== SUPPLIED MATERIAL ==
== Segment start ==
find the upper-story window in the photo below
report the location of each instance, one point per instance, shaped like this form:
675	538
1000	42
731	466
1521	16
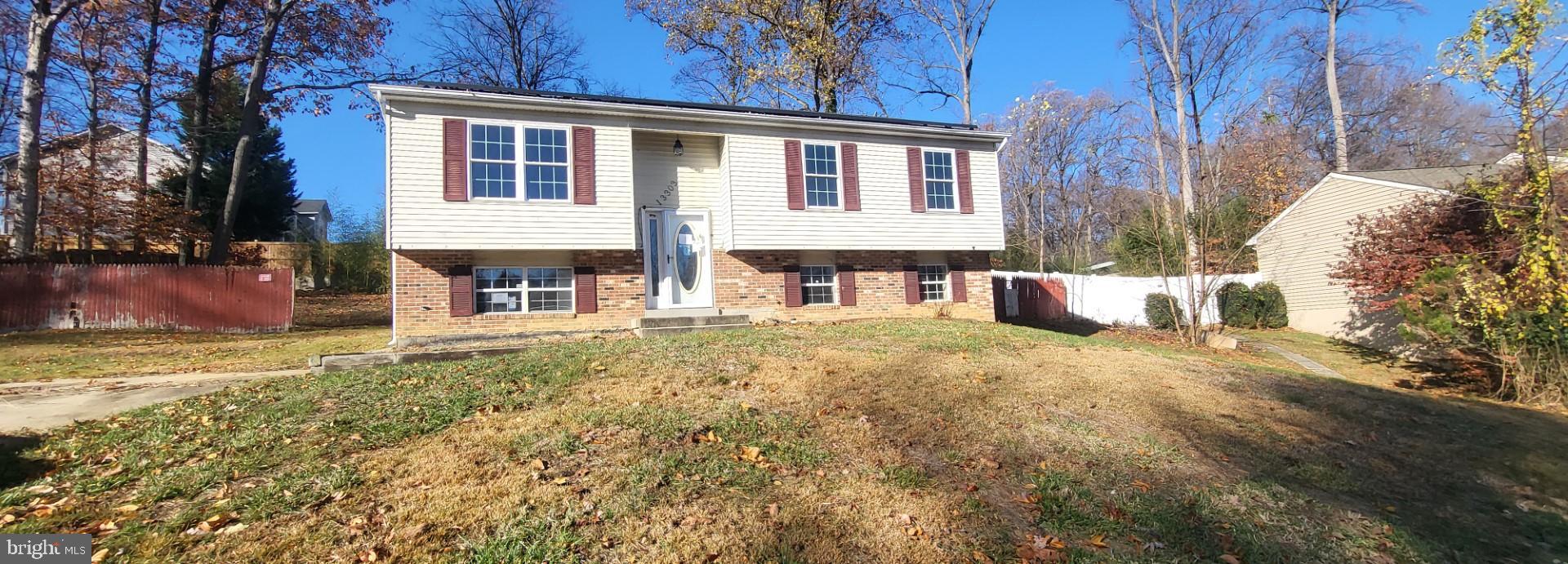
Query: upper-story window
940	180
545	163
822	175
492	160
== Segment end ==
== Segment start ==
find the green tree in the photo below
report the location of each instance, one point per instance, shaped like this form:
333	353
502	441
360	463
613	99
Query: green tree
== Segment end ==
== AIM OF THE TASK ==
Using the data above, tally each line that contains "green". Write only the total.

== ANSWER SPACE ==
2